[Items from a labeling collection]
[start]
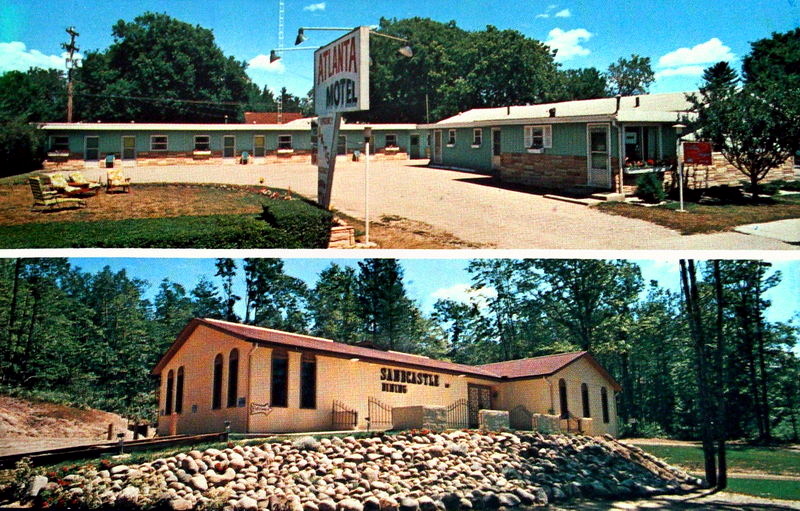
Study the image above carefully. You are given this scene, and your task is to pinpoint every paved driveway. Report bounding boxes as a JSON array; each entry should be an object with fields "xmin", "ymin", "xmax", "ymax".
[{"xmin": 78, "ymin": 162, "xmax": 800, "ymax": 250}]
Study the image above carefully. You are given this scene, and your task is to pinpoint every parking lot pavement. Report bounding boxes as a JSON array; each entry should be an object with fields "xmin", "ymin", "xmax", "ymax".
[{"xmin": 78, "ymin": 161, "xmax": 800, "ymax": 250}]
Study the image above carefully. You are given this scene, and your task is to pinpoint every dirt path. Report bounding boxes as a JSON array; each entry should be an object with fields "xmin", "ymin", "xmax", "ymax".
[{"xmin": 72, "ymin": 161, "xmax": 800, "ymax": 250}]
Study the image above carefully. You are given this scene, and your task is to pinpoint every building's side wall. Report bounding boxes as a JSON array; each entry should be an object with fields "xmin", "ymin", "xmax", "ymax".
[
  {"xmin": 548, "ymin": 359, "xmax": 617, "ymax": 436},
  {"xmin": 158, "ymin": 325, "xmax": 252, "ymax": 435}
]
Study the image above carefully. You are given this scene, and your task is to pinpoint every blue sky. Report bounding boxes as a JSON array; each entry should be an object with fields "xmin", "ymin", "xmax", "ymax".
[
  {"xmin": 70, "ymin": 256, "xmax": 800, "ymax": 338},
  {"xmin": 0, "ymin": 0, "xmax": 800, "ymax": 101}
]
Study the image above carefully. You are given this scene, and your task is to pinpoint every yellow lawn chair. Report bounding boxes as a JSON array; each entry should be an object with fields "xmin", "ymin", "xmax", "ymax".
[{"xmin": 28, "ymin": 177, "xmax": 86, "ymax": 211}]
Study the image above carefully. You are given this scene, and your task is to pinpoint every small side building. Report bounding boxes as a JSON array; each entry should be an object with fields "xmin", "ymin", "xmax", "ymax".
[{"xmin": 153, "ymin": 319, "xmax": 620, "ymax": 435}]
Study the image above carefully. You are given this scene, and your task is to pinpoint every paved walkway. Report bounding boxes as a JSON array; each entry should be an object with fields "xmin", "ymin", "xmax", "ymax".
[{"xmin": 78, "ymin": 161, "xmax": 800, "ymax": 250}]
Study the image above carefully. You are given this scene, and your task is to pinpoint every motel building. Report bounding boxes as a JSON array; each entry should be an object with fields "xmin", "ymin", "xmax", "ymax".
[{"xmin": 153, "ymin": 319, "xmax": 620, "ymax": 435}]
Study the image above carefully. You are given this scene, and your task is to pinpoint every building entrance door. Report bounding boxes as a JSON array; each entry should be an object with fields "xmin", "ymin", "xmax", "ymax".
[
  {"xmin": 433, "ymin": 130, "xmax": 442, "ymax": 163},
  {"xmin": 492, "ymin": 128, "xmax": 503, "ymax": 170},
  {"xmin": 586, "ymin": 124, "xmax": 611, "ymax": 188},
  {"xmin": 467, "ymin": 384, "xmax": 492, "ymax": 428}
]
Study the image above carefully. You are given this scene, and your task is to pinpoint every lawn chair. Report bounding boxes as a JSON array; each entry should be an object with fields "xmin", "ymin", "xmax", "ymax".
[
  {"xmin": 68, "ymin": 170, "xmax": 103, "ymax": 195},
  {"xmin": 49, "ymin": 172, "xmax": 86, "ymax": 197},
  {"xmin": 28, "ymin": 177, "xmax": 86, "ymax": 211},
  {"xmin": 106, "ymin": 169, "xmax": 131, "ymax": 193}
]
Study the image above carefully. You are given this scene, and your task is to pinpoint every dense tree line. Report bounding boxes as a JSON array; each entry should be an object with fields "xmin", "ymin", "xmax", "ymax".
[{"xmin": 0, "ymin": 259, "xmax": 800, "ymax": 442}]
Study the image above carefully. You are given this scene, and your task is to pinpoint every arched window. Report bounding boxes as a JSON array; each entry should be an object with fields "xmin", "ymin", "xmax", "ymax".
[
  {"xmin": 175, "ymin": 366, "xmax": 183, "ymax": 413},
  {"xmin": 300, "ymin": 353, "xmax": 317, "ymax": 409},
  {"xmin": 270, "ymin": 348, "xmax": 289, "ymax": 408},
  {"xmin": 211, "ymin": 353, "xmax": 222, "ymax": 410},
  {"xmin": 558, "ymin": 378, "xmax": 569, "ymax": 419},
  {"xmin": 228, "ymin": 348, "xmax": 239, "ymax": 408},
  {"xmin": 164, "ymin": 369, "xmax": 175, "ymax": 415},
  {"xmin": 581, "ymin": 383, "xmax": 592, "ymax": 417}
]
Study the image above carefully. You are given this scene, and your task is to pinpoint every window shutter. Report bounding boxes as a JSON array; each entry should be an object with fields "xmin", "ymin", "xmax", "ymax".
[{"xmin": 542, "ymin": 126, "xmax": 553, "ymax": 148}]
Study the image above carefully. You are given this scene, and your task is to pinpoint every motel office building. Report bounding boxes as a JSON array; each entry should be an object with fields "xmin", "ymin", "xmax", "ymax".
[
  {"xmin": 153, "ymin": 319, "xmax": 620, "ymax": 435},
  {"xmin": 42, "ymin": 118, "xmax": 427, "ymax": 170}
]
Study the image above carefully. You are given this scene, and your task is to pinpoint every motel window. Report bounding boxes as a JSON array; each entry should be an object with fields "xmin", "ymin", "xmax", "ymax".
[
  {"xmin": 175, "ymin": 366, "xmax": 183, "ymax": 413},
  {"xmin": 164, "ymin": 370, "xmax": 175, "ymax": 415},
  {"xmin": 581, "ymin": 383, "xmax": 592, "ymax": 417},
  {"xmin": 228, "ymin": 348, "xmax": 239, "ymax": 408},
  {"xmin": 150, "ymin": 135, "xmax": 167, "ymax": 151},
  {"xmin": 270, "ymin": 349, "xmax": 289, "ymax": 408},
  {"xmin": 194, "ymin": 135, "xmax": 211, "ymax": 151},
  {"xmin": 278, "ymin": 135, "xmax": 292, "ymax": 149},
  {"xmin": 472, "ymin": 128, "xmax": 483, "ymax": 147},
  {"xmin": 558, "ymin": 378, "xmax": 569, "ymax": 419},
  {"xmin": 300, "ymin": 353, "xmax": 317, "ymax": 409},
  {"xmin": 211, "ymin": 353, "xmax": 222, "ymax": 410},
  {"xmin": 525, "ymin": 126, "xmax": 553, "ymax": 149},
  {"xmin": 50, "ymin": 136, "xmax": 69, "ymax": 153},
  {"xmin": 253, "ymin": 135, "xmax": 267, "ymax": 158}
]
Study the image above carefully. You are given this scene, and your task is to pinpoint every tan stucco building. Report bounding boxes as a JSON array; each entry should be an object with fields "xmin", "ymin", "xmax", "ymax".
[{"xmin": 153, "ymin": 319, "xmax": 620, "ymax": 435}]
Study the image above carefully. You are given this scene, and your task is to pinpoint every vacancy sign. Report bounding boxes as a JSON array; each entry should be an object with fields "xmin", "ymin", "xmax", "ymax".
[
  {"xmin": 314, "ymin": 27, "xmax": 369, "ymax": 116},
  {"xmin": 314, "ymin": 27, "xmax": 369, "ymax": 208},
  {"xmin": 683, "ymin": 142, "xmax": 712, "ymax": 165}
]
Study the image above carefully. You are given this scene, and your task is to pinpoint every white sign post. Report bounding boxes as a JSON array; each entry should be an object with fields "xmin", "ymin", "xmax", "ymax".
[{"xmin": 314, "ymin": 27, "xmax": 369, "ymax": 208}]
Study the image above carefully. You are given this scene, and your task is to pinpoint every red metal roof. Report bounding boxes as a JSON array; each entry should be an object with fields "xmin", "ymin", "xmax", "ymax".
[
  {"xmin": 244, "ymin": 112, "xmax": 303, "ymax": 124},
  {"xmin": 153, "ymin": 318, "xmax": 620, "ymax": 390}
]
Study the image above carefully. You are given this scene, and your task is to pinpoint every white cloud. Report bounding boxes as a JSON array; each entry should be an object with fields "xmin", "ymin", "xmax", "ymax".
[
  {"xmin": 0, "ymin": 41, "xmax": 80, "ymax": 73},
  {"xmin": 658, "ymin": 37, "xmax": 736, "ymax": 67},
  {"xmin": 431, "ymin": 284, "xmax": 497, "ymax": 307},
  {"xmin": 252, "ymin": 54, "xmax": 286, "ymax": 74},
  {"xmin": 656, "ymin": 66, "xmax": 705, "ymax": 80},
  {"xmin": 544, "ymin": 28, "xmax": 593, "ymax": 62}
]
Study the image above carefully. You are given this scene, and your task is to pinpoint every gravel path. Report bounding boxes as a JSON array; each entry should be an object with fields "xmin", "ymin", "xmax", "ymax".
[{"xmin": 73, "ymin": 161, "xmax": 800, "ymax": 250}]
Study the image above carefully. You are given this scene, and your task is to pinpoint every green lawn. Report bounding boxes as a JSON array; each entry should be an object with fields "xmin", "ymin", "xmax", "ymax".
[
  {"xmin": 727, "ymin": 477, "xmax": 800, "ymax": 500},
  {"xmin": 639, "ymin": 445, "xmax": 800, "ymax": 476}
]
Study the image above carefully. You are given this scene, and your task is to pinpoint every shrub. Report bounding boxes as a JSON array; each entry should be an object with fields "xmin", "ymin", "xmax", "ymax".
[
  {"xmin": 636, "ymin": 172, "xmax": 666, "ymax": 204},
  {"xmin": 261, "ymin": 199, "xmax": 333, "ymax": 248},
  {"xmin": 0, "ymin": 120, "xmax": 45, "ymax": 177}
]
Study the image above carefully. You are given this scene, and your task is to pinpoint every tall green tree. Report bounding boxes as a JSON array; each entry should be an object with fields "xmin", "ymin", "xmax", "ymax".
[
  {"xmin": 606, "ymin": 54, "xmax": 655, "ymax": 96},
  {"xmin": 75, "ymin": 12, "xmax": 250, "ymax": 122}
]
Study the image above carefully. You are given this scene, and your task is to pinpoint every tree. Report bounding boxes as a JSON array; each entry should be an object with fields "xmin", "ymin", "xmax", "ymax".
[
  {"xmin": 606, "ymin": 54, "xmax": 655, "ymax": 96},
  {"xmin": 552, "ymin": 67, "xmax": 608, "ymax": 101},
  {"xmin": 308, "ymin": 263, "xmax": 362, "ymax": 343},
  {"xmin": 75, "ymin": 12, "xmax": 250, "ymax": 122},
  {"xmin": 0, "ymin": 68, "xmax": 67, "ymax": 123}
]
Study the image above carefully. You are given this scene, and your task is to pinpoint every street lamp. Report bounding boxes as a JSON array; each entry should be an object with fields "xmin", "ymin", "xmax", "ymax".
[{"xmin": 672, "ymin": 123, "xmax": 686, "ymax": 213}]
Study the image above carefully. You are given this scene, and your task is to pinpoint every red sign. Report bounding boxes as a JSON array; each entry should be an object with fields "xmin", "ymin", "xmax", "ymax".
[{"xmin": 683, "ymin": 142, "xmax": 712, "ymax": 165}]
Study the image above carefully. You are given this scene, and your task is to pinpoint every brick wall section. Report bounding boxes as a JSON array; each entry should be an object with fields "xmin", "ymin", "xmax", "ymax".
[
  {"xmin": 664, "ymin": 153, "xmax": 795, "ymax": 190},
  {"xmin": 500, "ymin": 153, "xmax": 587, "ymax": 189}
]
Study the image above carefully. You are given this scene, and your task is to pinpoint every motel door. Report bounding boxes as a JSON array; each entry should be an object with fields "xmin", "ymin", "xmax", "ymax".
[
  {"xmin": 467, "ymin": 385, "xmax": 492, "ymax": 428},
  {"xmin": 222, "ymin": 135, "xmax": 236, "ymax": 158},
  {"xmin": 586, "ymin": 124, "xmax": 611, "ymax": 188},
  {"xmin": 122, "ymin": 136, "xmax": 136, "ymax": 160},
  {"xmin": 492, "ymin": 128, "xmax": 503, "ymax": 170},
  {"xmin": 433, "ymin": 130, "xmax": 442, "ymax": 163}
]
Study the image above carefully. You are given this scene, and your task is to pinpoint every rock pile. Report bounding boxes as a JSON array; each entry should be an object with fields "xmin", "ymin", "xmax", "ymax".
[{"xmin": 26, "ymin": 431, "xmax": 700, "ymax": 511}]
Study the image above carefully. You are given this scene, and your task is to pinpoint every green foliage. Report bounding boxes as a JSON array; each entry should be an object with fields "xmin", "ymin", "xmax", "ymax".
[
  {"xmin": 262, "ymin": 199, "xmax": 333, "ymax": 248},
  {"xmin": 0, "ymin": 119, "xmax": 45, "ymax": 177},
  {"xmin": 636, "ymin": 172, "xmax": 667, "ymax": 204},
  {"xmin": 0, "ymin": 68, "xmax": 67, "ymax": 123},
  {"xmin": 75, "ymin": 12, "xmax": 252, "ymax": 122},
  {"xmin": 606, "ymin": 54, "xmax": 655, "ymax": 96}
]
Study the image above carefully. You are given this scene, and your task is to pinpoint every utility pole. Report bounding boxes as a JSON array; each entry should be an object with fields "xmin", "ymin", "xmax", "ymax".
[
  {"xmin": 277, "ymin": 0, "xmax": 284, "ymax": 124},
  {"xmin": 61, "ymin": 27, "xmax": 80, "ymax": 122}
]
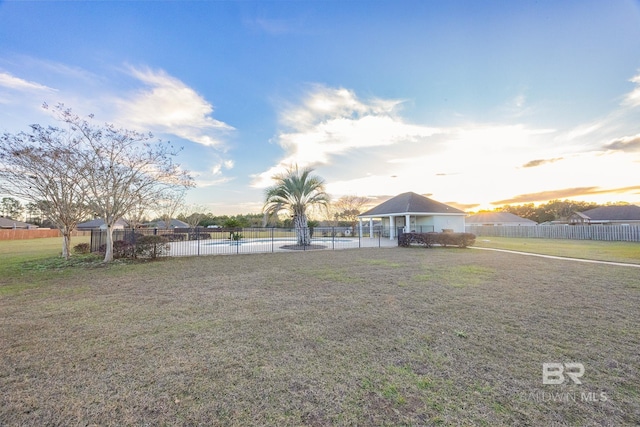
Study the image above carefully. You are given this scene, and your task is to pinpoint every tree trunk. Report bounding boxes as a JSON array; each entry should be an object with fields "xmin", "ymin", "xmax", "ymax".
[
  {"xmin": 293, "ymin": 214, "xmax": 311, "ymax": 246},
  {"xmin": 104, "ymin": 224, "xmax": 113, "ymax": 262},
  {"xmin": 60, "ymin": 227, "xmax": 71, "ymax": 260}
]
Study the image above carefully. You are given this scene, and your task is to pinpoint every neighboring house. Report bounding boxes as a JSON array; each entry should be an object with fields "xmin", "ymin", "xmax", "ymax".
[
  {"xmin": 0, "ymin": 217, "xmax": 38, "ymax": 230},
  {"xmin": 144, "ymin": 219, "xmax": 189, "ymax": 230},
  {"xmin": 76, "ymin": 218, "xmax": 129, "ymax": 230},
  {"xmin": 358, "ymin": 192, "xmax": 467, "ymax": 239},
  {"xmin": 569, "ymin": 205, "xmax": 640, "ymax": 225},
  {"xmin": 464, "ymin": 212, "xmax": 538, "ymax": 226}
]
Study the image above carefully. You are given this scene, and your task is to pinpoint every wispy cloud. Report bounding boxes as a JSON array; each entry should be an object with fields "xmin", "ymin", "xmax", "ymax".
[
  {"xmin": 522, "ymin": 157, "xmax": 564, "ymax": 168},
  {"xmin": 253, "ymin": 86, "xmax": 440, "ymax": 187},
  {"xmin": 623, "ymin": 74, "xmax": 640, "ymax": 107},
  {"xmin": 491, "ymin": 185, "xmax": 640, "ymax": 205},
  {"xmin": 604, "ymin": 134, "xmax": 640, "ymax": 153},
  {"xmin": 0, "ymin": 73, "xmax": 56, "ymax": 92},
  {"xmin": 118, "ymin": 68, "xmax": 234, "ymax": 147}
]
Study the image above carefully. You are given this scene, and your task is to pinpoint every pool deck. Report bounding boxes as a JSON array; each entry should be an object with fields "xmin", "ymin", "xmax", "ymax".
[{"xmin": 168, "ymin": 237, "xmax": 398, "ymax": 256}]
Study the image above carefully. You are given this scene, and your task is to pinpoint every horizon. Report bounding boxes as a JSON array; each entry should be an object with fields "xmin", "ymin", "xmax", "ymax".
[{"xmin": 0, "ymin": 0, "xmax": 640, "ymax": 215}]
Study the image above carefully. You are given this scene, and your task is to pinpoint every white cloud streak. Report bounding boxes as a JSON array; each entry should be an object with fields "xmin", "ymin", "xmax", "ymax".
[
  {"xmin": 253, "ymin": 86, "xmax": 440, "ymax": 188},
  {"xmin": 119, "ymin": 68, "xmax": 234, "ymax": 148},
  {"xmin": 0, "ymin": 73, "xmax": 56, "ymax": 92},
  {"xmin": 623, "ymin": 74, "xmax": 640, "ymax": 107}
]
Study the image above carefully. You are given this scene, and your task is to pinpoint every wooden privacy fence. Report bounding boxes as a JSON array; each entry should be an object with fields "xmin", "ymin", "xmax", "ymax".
[{"xmin": 465, "ymin": 225, "xmax": 640, "ymax": 242}]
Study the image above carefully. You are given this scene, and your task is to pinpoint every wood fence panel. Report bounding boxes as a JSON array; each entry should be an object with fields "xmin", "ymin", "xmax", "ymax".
[{"xmin": 466, "ymin": 225, "xmax": 640, "ymax": 242}]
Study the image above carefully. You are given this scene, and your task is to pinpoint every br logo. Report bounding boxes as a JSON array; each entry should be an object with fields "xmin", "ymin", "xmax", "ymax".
[{"xmin": 542, "ymin": 363, "xmax": 584, "ymax": 384}]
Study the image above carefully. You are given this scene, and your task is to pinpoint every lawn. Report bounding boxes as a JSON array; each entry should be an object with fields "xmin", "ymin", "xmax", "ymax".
[
  {"xmin": 0, "ymin": 242, "xmax": 640, "ymax": 426},
  {"xmin": 474, "ymin": 237, "xmax": 640, "ymax": 264}
]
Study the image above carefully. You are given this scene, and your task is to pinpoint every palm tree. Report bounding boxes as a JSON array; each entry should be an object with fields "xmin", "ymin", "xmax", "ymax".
[{"xmin": 262, "ymin": 165, "xmax": 329, "ymax": 246}]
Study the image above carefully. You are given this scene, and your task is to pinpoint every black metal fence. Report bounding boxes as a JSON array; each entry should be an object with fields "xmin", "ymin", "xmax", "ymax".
[{"xmin": 91, "ymin": 227, "xmax": 397, "ymax": 256}]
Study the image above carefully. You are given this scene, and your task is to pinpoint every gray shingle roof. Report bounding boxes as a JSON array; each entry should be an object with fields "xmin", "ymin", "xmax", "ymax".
[
  {"xmin": 582, "ymin": 205, "xmax": 640, "ymax": 221},
  {"xmin": 0, "ymin": 217, "xmax": 38, "ymax": 228},
  {"xmin": 76, "ymin": 218, "xmax": 129, "ymax": 228},
  {"xmin": 360, "ymin": 192, "xmax": 464, "ymax": 216}
]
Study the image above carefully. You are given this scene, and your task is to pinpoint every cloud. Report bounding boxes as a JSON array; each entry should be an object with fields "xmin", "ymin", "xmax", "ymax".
[
  {"xmin": 623, "ymin": 74, "xmax": 640, "ymax": 107},
  {"xmin": 119, "ymin": 68, "xmax": 234, "ymax": 147},
  {"xmin": 253, "ymin": 86, "xmax": 440, "ymax": 187},
  {"xmin": 604, "ymin": 134, "xmax": 640, "ymax": 153},
  {"xmin": 522, "ymin": 157, "xmax": 564, "ymax": 168},
  {"xmin": 491, "ymin": 185, "xmax": 640, "ymax": 205},
  {"xmin": 0, "ymin": 73, "xmax": 56, "ymax": 92}
]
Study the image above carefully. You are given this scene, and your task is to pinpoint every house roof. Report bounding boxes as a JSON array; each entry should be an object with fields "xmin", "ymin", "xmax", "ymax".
[
  {"xmin": 76, "ymin": 218, "xmax": 129, "ymax": 228},
  {"xmin": 359, "ymin": 192, "xmax": 465, "ymax": 217},
  {"xmin": 465, "ymin": 212, "xmax": 537, "ymax": 225},
  {"xmin": 0, "ymin": 217, "xmax": 38, "ymax": 228},
  {"xmin": 582, "ymin": 205, "xmax": 640, "ymax": 221},
  {"xmin": 145, "ymin": 218, "xmax": 189, "ymax": 228}
]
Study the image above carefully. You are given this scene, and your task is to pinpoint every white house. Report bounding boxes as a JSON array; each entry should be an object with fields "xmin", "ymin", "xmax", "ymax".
[
  {"xmin": 358, "ymin": 192, "xmax": 467, "ymax": 239},
  {"xmin": 76, "ymin": 218, "xmax": 129, "ymax": 230}
]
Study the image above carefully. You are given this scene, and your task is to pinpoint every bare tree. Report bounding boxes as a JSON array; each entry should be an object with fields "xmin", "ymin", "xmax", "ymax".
[
  {"xmin": 179, "ymin": 205, "xmax": 208, "ymax": 228},
  {"xmin": 53, "ymin": 104, "xmax": 193, "ymax": 262},
  {"xmin": 0, "ymin": 125, "xmax": 90, "ymax": 259},
  {"xmin": 0, "ymin": 197, "xmax": 24, "ymax": 219},
  {"xmin": 156, "ymin": 189, "xmax": 185, "ymax": 230}
]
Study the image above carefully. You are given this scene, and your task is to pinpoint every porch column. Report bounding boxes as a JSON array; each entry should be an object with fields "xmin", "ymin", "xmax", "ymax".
[{"xmin": 389, "ymin": 216, "xmax": 396, "ymax": 240}]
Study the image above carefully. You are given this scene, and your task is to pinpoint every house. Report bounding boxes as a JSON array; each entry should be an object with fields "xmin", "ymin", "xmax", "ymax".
[
  {"xmin": 358, "ymin": 192, "xmax": 467, "ymax": 239},
  {"xmin": 76, "ymin": 218, "xmax": 129, "ymax": 230},
  {"xmin": 569, "ymin": 205, "xmax": 640, "ymax": 225},
  {"xmin": 465, "ymin": 212, "xmax": 538, "ymax": 227},
  {"xmin": 144, "ymin": 219, "xmax": 189, "ymax": 229},
  {"xmin": 0, "ymin": 216, "xmax": 38, "ymax": 230}
]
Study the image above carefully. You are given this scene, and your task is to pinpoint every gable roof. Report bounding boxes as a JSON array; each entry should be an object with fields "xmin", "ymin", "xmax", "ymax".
[
  {"xmin": 582, "ymin": 205, "xmax": 640, "ymax": 221},
  {"xmin": 465, "ymin": 212, "xmax": 537, "ymax": 225},
  {"xmin": 358, "ymin": 192, "xmax": 465, "ymax": 217}
]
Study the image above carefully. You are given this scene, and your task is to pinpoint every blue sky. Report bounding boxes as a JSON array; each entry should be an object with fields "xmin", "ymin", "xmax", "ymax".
[{"xmin": 0, "ymin": 0, "xmax": 640, "ymax": 214}]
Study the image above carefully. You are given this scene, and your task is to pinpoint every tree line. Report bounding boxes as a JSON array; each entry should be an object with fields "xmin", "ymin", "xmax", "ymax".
[
  {"xmin": 0, "ymin": 104, "xmax": 193, "ymax": 262},
  {"xmin": 494, "ymin": 200, "xmax": 628, "ymax": 224}
]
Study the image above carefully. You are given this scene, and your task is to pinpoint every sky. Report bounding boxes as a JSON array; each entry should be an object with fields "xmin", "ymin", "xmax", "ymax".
[{"xmin": 0, "ymin": 0, "xmax": 640, "ymax": 215}]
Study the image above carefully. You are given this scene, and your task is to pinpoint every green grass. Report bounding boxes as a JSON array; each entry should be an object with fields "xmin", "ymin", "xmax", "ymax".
[
  {"xmin": 0, "ymin": 242, "xmax": 640, "ymax": 426},
  {"xmin": 474, "ymin": 237, "xmax": 640, "ymax": 264}
]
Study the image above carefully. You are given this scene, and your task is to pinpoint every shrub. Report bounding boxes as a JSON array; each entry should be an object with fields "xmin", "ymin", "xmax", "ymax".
[
  {"xmin": 162, "ymin": 233, "xmax": 187, "ymax": 242},
  {"xmin": 73, "ymin": 243, "xmax": 91, "ymax": 255},
  {"xmin": 135, "ymin": 235, "xmax": 171, "ymax": 259}
]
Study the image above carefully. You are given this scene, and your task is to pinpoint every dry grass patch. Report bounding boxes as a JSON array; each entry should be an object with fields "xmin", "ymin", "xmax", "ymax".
[{"xmin": 0, "ymin": 248, "xmax": 640, "ymax": 426}]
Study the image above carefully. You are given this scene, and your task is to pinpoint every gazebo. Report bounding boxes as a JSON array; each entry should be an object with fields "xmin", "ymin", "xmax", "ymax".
[{"xmin": 358, "ymin": 192, "xmax": 467, "ymax": 239}]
[end]
*WRITTEN EXERCISE*: Count the lines in the records above that contain the string "pool", and reply with only that number.

*WRITTEN SOLUTION*: 1